EXERCISE AIM
Rewrite every one of the entries below, putting "item" wherever "instance" appears and leaving everything else as it is.

[A data block]
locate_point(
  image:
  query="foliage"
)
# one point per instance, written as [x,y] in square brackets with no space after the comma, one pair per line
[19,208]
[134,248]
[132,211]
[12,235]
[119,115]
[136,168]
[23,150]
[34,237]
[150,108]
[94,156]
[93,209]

RESULT
locate_point(
  image:
  query="foliage"
)
# one point per item, written as [x,y] in square brackets with no space after the comma, one pair per line
[19,208]
[134,248]
[132,211]
[12,235]
[119,115]
[136,168]
[23,150]
[34,237]
[150,108]
[94,156]
[93,209]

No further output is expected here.